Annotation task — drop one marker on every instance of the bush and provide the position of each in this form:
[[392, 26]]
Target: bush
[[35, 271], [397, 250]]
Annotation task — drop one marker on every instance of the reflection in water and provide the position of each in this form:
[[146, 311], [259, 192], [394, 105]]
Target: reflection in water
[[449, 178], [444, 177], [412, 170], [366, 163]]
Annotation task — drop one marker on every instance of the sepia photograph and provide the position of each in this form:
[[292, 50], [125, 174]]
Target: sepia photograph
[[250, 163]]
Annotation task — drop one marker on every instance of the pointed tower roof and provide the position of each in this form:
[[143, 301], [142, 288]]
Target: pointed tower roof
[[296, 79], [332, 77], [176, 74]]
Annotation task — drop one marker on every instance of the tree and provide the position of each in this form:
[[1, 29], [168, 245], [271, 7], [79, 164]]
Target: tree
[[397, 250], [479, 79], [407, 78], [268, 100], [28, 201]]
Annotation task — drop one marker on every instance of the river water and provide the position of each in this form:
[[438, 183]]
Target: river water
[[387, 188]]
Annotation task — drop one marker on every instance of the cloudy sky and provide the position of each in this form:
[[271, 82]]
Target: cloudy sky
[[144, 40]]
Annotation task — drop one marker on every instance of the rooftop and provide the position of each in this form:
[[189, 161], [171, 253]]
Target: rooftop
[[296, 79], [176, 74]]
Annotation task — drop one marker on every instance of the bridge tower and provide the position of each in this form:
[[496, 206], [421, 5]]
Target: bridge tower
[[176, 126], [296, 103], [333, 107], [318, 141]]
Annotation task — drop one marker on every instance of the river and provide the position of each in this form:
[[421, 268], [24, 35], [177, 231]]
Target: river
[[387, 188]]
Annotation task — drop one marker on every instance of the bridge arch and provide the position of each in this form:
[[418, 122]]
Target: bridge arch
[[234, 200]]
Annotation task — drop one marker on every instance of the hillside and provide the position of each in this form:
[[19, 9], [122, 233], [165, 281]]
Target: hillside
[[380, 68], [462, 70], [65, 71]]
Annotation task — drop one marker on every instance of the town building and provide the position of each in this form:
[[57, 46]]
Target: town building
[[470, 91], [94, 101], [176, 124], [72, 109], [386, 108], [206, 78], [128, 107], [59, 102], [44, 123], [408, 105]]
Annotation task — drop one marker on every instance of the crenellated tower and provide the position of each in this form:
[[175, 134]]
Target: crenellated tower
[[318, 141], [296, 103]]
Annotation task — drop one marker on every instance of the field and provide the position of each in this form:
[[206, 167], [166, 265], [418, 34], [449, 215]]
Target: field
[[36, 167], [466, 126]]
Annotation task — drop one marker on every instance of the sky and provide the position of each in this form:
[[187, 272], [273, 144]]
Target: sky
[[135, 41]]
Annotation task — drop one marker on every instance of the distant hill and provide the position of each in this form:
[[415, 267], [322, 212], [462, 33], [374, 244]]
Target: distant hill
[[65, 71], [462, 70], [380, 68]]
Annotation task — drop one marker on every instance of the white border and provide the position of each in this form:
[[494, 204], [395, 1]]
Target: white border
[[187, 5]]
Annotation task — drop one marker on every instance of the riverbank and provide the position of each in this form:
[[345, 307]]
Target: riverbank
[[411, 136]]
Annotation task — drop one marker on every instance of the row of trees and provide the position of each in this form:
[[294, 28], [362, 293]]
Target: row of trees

TASK GOAL → In the records above, rename every "Target" to "Object" and write them out again with nothing else altered.

REPLY →
Annotation task — drop one marker on every instance of the bush and provide the position of each in this form:
[[392, 26]]
Object: bush
[[35, 271], [397, 250]]
Annotation task — drop one marker on every instance of the reflection in water and provide the position of each in this form:
[[146, 311], [259, 192], [394, 105]]
Object: reflection in water
[[449, 178], [444, 177], [412, 170], [366, 163]]
Annotation task — drop one marker on every instance of the sepia photograph and provide the position of each in this form:
[[292, 50], [125, 174]]
Object: sepia photograph
[[250, 163]]
Annotation task — drop one marker on every instance of the pointed tower roof and provide the position of each in this form:
[[143, 301], [142, 288]]
Object: pointed tower roof
[[296, 79], [332, 77], [176, 74]]
Annotation task — drop one marker on every instance of the tree and provide the position of each in this form:
[[1, 29], [168, 245], [271, 7], [79, 164]]
Object: tree
[[397, 250], [479, 79], [407, 78], [268, 100], [28, 201]]
Annotation task — drop one marker on every instance of the river water and provide the position of each in this form:
[[438, 183]]
Object: river water
[[387, 188]]
Annotation task — drop one marker on every instance of the cloudy sky and provide the position of each in this form:
[[271, 82]]
Object: cloudy sky
[[144, 40]]
Annotation task — drop one marker on every instance of the rooftop and provide the position of each in this form:
[[189, 161], [171, 253]]
Object: rooftop
[[296, 79], [176, 74]]
Annotation task — drop one marker on every instance of the bridge tower and provide the position of each in this form:
[[496, 206], [421, 5]]
Object: bridge tower
[[176, 126], [296, 103], [333, 107], [318, 141]]
Annotation task — drop one marker on every instance of the river and provide the position of each in this form:
[[421, 268], [24, 35], [177, 231]]
Object: river
[[387, 188]]
Annotation task — drop one marker on every instance of the bridge arch and provide the position of each in this form:
[[418, 122]]
Object: bridge arch
[[234, 200]]
Annotation task — drop one marker on every instance of the hillside and provide the position of each in this form:
[[19, 9], [122, 233], [165, 281]]
Object: hillside
[[380, 68], [462, 70], [65, 71]]
Annotation task — drop one marker on every instance of the town building and provide the position of each in this form:
[[57, 46]]
Object: town building
[[470, 91], [94, 101], [176, 124], [72, 109], [386, 108], [206, 78], [128, 107], [59, 102], [44, 123], [408, 105]]
Annotation task — drop one marker on every instance of the crenellated tower and provide the position of each in this form:
[[175, 134]]
Object: crenellated tower
[[318, 141], [296, 103]]
Annotation task — drop one marker on every instance of the field and provide the position of each in this form:
[[206, 167], [166, 265], [418, 34], [449, 215]]
Object: field
[[36, 167], [466, 126]]
Annotation task — drop one marker on every instance of the sky and provide the position of each in this form:
[[187, 272], [273, 144]]
Object: sky
[[135, 41]]
Annotation task — drop one marker on every instance of the distant hill and provide the position of each in this form:
[[415, 267], [322, 212], [462, 33], [374, 244]]
Object: distant hill
[[65, 71], [462, 70], [380, 68]]
Annotation task — drop one marker on every instance of the white border and provide the position of each in this form:
[[494, 204], [395, 1]]
Object: white border
[[187, 5]]
Annotation task — drop one marker on every instance of the riverbank and provide the position of each in this form:
[[345, 307]]
Object: riverbank
[[411, 136]]
Annotation task — drop one marker on every instance of the row of trees and provide the position of each in this form:
[[294, 28], [362, 293]]
Object: row of trees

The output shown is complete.